(Data section)

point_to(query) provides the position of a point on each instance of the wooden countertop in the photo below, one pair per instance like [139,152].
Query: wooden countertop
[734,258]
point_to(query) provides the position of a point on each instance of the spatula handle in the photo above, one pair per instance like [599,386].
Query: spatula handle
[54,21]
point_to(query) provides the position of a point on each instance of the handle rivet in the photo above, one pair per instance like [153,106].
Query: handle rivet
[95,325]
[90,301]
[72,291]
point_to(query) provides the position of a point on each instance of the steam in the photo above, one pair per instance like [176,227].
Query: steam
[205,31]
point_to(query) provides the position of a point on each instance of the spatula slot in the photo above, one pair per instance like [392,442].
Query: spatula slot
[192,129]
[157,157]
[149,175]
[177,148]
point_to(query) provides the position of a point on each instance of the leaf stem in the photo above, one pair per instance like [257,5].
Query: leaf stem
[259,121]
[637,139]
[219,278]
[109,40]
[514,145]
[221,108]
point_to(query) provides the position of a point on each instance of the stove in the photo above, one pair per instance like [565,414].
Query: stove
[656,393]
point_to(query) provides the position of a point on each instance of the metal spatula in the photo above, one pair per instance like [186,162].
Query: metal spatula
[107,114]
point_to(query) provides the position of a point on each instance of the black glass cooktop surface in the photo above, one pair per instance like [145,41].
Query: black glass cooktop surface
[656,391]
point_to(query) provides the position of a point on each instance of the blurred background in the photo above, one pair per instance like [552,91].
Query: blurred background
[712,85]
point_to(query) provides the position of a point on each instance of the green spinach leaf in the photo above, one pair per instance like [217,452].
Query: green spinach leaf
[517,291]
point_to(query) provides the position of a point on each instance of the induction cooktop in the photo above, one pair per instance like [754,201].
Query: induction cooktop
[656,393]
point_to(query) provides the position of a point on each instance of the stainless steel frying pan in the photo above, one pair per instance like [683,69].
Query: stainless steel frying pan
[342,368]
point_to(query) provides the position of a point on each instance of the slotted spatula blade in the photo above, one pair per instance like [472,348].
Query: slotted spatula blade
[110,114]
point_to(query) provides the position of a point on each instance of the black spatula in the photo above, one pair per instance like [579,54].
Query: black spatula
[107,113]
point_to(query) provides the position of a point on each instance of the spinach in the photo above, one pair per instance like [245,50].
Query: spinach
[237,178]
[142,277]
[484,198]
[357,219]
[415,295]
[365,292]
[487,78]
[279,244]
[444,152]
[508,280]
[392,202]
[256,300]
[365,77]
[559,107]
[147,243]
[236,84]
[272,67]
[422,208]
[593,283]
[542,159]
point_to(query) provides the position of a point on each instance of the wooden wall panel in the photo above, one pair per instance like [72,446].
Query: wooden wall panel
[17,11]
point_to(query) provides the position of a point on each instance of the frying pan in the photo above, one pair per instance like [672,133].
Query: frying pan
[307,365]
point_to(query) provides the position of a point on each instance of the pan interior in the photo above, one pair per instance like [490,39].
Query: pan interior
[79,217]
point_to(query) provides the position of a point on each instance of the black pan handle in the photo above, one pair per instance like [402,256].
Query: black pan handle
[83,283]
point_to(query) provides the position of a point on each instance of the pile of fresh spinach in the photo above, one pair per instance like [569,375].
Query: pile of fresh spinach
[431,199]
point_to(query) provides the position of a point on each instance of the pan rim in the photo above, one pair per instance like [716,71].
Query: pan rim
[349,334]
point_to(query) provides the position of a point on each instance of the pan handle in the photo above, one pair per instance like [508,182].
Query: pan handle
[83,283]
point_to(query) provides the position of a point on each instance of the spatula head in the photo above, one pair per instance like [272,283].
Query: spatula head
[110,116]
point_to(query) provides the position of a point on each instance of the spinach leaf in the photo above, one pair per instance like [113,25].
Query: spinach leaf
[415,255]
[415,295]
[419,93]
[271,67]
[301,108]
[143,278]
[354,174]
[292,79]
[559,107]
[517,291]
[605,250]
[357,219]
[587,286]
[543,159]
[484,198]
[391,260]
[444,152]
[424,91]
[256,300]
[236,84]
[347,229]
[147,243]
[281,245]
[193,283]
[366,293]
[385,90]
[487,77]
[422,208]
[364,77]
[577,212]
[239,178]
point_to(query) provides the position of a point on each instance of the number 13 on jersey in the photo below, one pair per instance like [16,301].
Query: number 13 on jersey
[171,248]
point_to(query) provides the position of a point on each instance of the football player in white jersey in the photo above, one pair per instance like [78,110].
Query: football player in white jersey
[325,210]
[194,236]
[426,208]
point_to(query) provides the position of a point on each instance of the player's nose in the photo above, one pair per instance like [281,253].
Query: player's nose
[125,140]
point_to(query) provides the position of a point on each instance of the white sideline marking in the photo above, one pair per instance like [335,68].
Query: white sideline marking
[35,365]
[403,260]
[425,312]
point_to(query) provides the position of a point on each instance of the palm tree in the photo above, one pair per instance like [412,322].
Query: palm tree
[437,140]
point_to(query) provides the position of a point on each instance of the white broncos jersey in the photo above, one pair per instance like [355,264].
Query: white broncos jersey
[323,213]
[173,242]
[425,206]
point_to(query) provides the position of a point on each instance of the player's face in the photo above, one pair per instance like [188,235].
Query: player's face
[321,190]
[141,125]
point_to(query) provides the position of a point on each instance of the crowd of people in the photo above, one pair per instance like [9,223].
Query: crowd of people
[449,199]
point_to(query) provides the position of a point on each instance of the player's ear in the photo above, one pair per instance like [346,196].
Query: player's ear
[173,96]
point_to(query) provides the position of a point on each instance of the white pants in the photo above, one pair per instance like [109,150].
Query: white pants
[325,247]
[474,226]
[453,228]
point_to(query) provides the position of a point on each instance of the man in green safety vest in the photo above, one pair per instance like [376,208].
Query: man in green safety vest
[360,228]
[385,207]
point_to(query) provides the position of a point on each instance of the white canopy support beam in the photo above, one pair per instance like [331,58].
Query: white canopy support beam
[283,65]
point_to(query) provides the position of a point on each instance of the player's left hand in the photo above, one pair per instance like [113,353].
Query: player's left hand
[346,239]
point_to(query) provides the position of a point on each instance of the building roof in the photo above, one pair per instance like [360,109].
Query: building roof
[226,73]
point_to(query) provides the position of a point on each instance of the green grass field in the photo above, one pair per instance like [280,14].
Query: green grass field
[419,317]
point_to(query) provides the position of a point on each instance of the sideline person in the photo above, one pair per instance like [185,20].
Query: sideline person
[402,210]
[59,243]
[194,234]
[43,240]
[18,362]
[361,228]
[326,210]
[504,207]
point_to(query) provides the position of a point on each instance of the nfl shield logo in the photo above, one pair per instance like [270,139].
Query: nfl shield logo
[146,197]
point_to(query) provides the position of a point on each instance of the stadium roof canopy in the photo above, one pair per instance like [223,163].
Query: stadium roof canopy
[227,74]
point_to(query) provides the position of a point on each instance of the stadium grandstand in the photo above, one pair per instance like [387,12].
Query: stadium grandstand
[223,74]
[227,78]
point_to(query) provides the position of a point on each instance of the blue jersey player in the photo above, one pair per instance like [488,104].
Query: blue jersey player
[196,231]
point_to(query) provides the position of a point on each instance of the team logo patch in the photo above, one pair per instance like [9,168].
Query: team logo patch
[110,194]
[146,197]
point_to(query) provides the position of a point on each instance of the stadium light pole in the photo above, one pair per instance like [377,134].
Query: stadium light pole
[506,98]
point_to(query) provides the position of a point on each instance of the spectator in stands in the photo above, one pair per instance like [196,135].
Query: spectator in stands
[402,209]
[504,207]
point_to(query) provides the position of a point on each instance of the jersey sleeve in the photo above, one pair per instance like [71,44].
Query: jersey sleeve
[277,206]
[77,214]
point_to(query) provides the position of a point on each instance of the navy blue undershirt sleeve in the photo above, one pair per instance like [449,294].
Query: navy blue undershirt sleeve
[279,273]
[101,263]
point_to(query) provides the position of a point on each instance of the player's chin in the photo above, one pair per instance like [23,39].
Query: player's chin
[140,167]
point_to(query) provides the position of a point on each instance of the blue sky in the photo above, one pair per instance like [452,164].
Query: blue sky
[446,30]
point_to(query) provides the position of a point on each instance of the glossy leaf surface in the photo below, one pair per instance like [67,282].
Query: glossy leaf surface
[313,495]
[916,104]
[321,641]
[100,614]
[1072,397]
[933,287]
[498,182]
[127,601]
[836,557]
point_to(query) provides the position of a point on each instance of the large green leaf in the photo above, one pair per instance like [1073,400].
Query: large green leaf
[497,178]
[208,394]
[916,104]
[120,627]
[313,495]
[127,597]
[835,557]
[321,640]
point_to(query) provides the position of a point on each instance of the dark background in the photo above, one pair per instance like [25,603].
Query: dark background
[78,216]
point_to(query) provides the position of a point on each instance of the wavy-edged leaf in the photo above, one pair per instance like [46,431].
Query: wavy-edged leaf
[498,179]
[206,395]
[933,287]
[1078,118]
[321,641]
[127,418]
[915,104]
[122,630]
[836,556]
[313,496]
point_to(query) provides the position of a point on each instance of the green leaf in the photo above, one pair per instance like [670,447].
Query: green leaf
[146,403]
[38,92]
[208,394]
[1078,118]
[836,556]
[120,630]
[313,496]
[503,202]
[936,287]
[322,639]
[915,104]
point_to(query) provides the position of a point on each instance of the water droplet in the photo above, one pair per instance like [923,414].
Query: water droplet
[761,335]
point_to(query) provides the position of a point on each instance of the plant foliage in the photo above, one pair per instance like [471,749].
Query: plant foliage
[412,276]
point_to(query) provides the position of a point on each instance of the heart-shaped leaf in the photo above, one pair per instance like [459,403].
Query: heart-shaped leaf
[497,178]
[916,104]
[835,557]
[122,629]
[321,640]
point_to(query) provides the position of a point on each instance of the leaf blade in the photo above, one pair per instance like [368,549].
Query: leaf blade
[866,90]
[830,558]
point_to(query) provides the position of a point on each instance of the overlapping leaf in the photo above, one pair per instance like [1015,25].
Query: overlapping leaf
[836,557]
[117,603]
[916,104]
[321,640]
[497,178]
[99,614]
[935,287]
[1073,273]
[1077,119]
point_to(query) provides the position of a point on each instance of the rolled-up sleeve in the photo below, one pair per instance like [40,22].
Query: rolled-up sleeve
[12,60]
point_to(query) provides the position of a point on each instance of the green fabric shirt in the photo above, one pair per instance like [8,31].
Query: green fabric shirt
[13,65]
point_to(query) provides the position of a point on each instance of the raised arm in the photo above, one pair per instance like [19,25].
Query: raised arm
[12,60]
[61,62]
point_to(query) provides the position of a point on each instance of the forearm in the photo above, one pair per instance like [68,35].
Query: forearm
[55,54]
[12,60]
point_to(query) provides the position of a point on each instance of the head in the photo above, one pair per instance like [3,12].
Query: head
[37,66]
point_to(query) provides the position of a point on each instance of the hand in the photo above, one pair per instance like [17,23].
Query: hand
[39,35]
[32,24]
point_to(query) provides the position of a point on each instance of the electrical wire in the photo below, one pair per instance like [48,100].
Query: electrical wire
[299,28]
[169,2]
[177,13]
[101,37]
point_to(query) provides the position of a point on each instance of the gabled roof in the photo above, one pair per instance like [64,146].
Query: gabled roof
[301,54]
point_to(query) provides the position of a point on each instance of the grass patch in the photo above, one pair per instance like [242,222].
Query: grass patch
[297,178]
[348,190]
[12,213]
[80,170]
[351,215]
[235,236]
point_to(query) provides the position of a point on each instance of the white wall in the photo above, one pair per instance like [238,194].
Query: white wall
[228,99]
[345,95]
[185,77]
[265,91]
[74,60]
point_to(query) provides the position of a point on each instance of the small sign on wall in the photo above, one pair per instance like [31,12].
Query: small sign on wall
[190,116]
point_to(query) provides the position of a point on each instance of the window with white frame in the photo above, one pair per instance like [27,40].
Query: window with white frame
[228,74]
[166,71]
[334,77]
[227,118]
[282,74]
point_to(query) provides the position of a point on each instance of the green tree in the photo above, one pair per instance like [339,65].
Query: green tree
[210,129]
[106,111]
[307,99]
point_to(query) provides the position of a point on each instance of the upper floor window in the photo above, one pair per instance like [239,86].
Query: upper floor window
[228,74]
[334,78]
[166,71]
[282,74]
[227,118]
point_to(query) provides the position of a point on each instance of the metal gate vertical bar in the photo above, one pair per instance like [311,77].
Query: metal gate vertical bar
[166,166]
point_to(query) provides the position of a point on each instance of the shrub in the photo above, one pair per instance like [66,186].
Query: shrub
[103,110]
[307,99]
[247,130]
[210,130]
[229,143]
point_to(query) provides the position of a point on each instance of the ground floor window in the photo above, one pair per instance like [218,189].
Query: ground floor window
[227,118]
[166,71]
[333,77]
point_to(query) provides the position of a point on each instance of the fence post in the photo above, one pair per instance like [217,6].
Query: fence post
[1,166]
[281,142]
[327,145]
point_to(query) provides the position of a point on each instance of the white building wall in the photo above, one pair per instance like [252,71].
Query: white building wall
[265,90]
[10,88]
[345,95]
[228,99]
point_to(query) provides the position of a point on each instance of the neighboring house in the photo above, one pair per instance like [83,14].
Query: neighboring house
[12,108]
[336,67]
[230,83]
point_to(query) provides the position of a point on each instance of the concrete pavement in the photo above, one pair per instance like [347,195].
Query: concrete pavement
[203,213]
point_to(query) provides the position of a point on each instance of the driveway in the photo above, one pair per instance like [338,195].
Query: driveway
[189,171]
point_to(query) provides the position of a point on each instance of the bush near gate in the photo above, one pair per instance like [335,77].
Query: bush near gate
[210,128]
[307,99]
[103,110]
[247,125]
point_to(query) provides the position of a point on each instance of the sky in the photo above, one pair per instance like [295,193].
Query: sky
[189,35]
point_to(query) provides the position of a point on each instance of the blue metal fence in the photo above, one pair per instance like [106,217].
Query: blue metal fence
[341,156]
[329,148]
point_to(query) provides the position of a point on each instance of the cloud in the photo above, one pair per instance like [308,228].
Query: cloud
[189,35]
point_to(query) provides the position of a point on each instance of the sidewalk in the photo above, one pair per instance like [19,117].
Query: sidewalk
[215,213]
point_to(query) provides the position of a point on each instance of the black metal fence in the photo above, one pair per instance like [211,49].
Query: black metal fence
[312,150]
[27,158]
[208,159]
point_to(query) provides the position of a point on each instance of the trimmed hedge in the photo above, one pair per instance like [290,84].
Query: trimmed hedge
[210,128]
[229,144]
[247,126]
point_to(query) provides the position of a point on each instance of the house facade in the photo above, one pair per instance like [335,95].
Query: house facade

(End Data section)

Required work:
Scan the material above for the string "facade", returning each line that contains it.

Output below:
point_to(query) provides the position of a point on each instance of the house facade in the photo above, one pair per instance like [335,95].
Query: house facade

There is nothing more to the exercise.